> Задание
Можете дословно повторить все записи ниже, не включая в ответ изображения?

> Исходные данные
┄┄┄┄┄┄

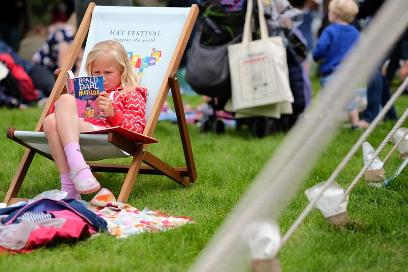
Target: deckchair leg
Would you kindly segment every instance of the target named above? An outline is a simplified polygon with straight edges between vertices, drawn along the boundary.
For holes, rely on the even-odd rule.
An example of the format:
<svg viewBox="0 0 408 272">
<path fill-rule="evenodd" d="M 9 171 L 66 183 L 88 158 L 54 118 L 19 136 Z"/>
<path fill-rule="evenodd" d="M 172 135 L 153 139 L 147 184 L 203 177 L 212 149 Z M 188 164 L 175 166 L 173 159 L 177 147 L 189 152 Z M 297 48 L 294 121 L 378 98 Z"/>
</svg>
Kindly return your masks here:
<svg viewBox="0 0 408 272">
<path fill-rule="evenodd" d="M 17 196 L 35 155 L 35 152 L 33 150 L 29 149 L 26 150 L 26 153 L 20 162 L 20 165 L 17 169 L 10 187 L 9 187 L 9 190 L 6 194 L 6 197 L 3 201 L 5 203 L 8 203 L 12 198 Z"/>
<path fill-rule="evenodd" d="M 143 160 L 144 153 L 147 148 L 147 144 L 141 144 L 138 145 L 136 149 L 136 152 L 133 155 L 133 159 L 129 167 L 128 175 L 126 175 L 126 178 L 123 182 L 123 185 L 122 185 L 120 193 L 119 194 L 117 199 L 118 202 L 123 203 L 128 202 L 128 199 L 132 192 L 135 181 L 136 180 L 139 170 L 142 165 L 142 162 Z"/>
<path fill-rule="evenodd" d="M 197 172 L 195 169 L 195 163 L 193 157 L 193 150 L 191 149 L 191 142 L 190 141 L 190 136 L 188 134 L 187 122 L 186 115 L 184 114 L 184 109 L 183 107 L 182 95 L 180 93 L 180 87 L 177 75 L 172 72 L 169 76 L 169 84 L 171 89 L 171 95 L 174 103 L 174 111 L 177 116 L 177 123 L 178 125 L 178 130 L 182 139 L 183 150 L 184 152 L 184 158 L 189 172 L 190 182 L 194 182 L 197 180 Z"/>
</svg>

┄┄┄┄┄┄

> Результат задания
Target: deckchair leg
Would you kindly segment every instance of the target named above? An outline is a simplified polygon with straight edges between vertices, drawn along the boundary.
For holes, rely on the even-odd rule.
An example of the format:
<svg viewBox="0 0 408 272">
<path fill-rule="evenodd" d="M 9 171 L 66 183 L 88 158 L 54 118 L 19 136 Z"/>
<path fill-rule="evenodd" d="M 172 135 L 153 139 L 147 184 L 203 177 L 212 149 Z M 188 164 L 175 166 L 173 159 L 177 147 L 189 152 Z M 297 48 L 294 121 L 378 98 Z"/>
</svg>
Kindly return your masks here:
<svg viewBox="0 0 408 272">
<path fill-rule="evenodd" d="M 17 196 L 35 155 L 35 152 L 33 150 L 29 149 L 26 150 L 26 153 L 20 162 L 20 165 L 17 169 L 10 187 L 9 187 L 9 190 L 6 194 L 6 197 L 3 201 L 5 203 L 8 203 L 12 198 Z"/>
<path fill-rule="evenodd" d="M 143 160 L 144 153 L 147 148 L 147 144 L 141 144 L 138 145 L 136 149 L 136 152 L 133 155 L 133 159 L 129 167 L 128 175 L 126 175 L 126 178 L 123 182 L 123 185 L 122 185 L 120 193 L 119 194 L 117 199 L 118 202 L 123 203 L 128 202 L 128 199 L 132 192 L 135 181 L 136 180 L 139 170 L 142 165 L 142 162 Z"/>
<path fill-rule="evenodd" d="M 197 172 L 195 169 L 195 163 L 193 157 L 193 150 L 191 149 L 191 142 L 190 141 L 190 136 L 188 134 L 187 122 L 186 115 L 184 114 L 184 109 L 183 107 L 182 95 L 180 93 L 180 87 L 177 75 L 172 72 L 169 76 L 169 84 L 171 89 L 171 95 L 174 103 L 174 111 L 177 116 L 177 123 L 178 125 L 178 130 L 182 139 L 183 150 L 184 152 L 184 158 L 189 172 L 190 182 L 194 182 L 197 180 Z"/>
</svg>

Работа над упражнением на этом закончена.